§ **TASK GOAL**:
Which lines in the material below contain the word "plastic"? Display each of those lines in full.
_ _ _
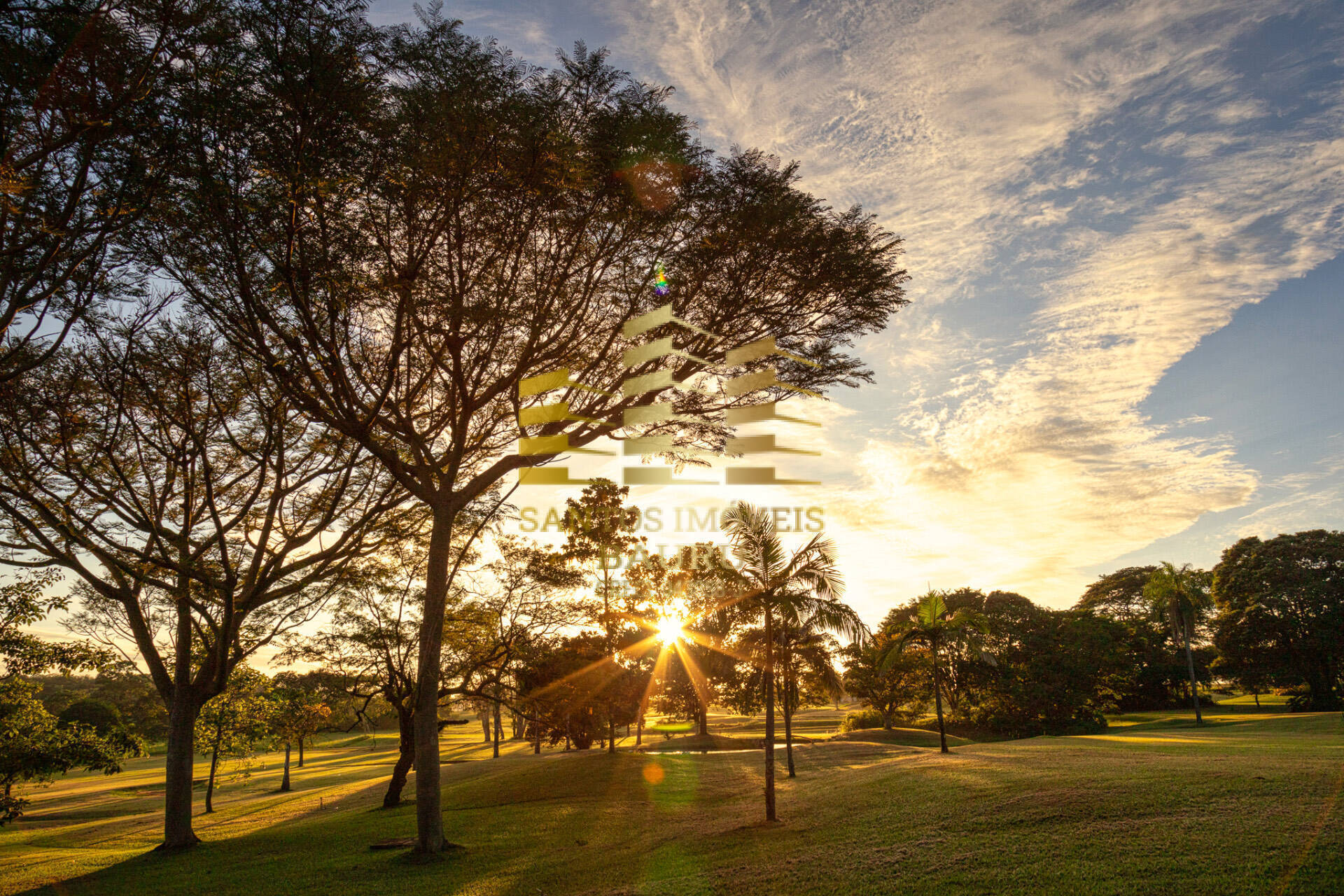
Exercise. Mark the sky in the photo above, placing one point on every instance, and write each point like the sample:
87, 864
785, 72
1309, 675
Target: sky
_ _ _
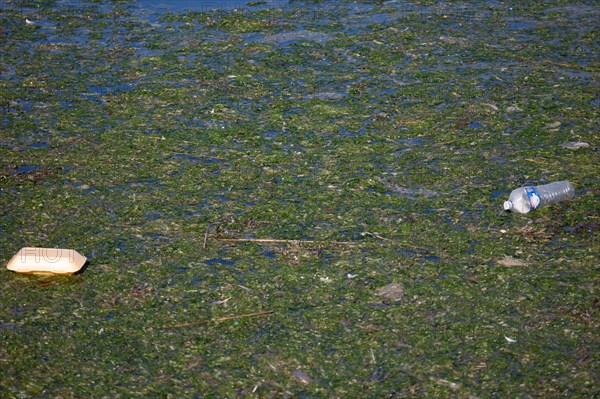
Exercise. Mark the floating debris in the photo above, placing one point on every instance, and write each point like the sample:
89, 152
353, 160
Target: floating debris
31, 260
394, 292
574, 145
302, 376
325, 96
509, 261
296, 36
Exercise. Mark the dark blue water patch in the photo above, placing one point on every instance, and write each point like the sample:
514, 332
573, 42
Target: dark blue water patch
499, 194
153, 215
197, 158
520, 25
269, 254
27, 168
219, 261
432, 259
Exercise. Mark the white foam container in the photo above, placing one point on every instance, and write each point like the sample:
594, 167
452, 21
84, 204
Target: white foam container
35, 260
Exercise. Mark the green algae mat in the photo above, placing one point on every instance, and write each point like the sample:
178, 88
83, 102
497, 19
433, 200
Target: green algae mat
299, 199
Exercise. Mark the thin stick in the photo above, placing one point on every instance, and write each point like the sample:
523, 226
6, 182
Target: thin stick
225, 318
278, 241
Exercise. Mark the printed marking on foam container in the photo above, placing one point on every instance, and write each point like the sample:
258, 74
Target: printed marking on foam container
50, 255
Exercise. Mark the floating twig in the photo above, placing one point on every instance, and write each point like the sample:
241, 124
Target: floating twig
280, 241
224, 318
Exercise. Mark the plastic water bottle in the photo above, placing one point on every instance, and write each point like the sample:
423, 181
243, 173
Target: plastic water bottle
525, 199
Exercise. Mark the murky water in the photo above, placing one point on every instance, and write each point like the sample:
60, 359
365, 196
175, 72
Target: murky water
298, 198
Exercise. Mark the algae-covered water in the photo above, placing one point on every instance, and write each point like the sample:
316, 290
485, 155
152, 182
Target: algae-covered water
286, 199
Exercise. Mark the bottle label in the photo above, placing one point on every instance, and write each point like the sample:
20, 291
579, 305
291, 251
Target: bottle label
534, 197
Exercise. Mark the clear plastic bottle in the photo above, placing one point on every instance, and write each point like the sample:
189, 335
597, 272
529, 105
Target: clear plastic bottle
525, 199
_ _ _
§ **RESPONSE TO THE EXERCISE**:
Exercise. Mark the plastic water bottle in the photo above, placing one point on every instance, and write each point like the sample:
Target: plastic water bottle
Exercise. Mark the clear plastic bottle in the photo above, placing one point on every instance, and write each point like the sample:
Target: clear plastic bottle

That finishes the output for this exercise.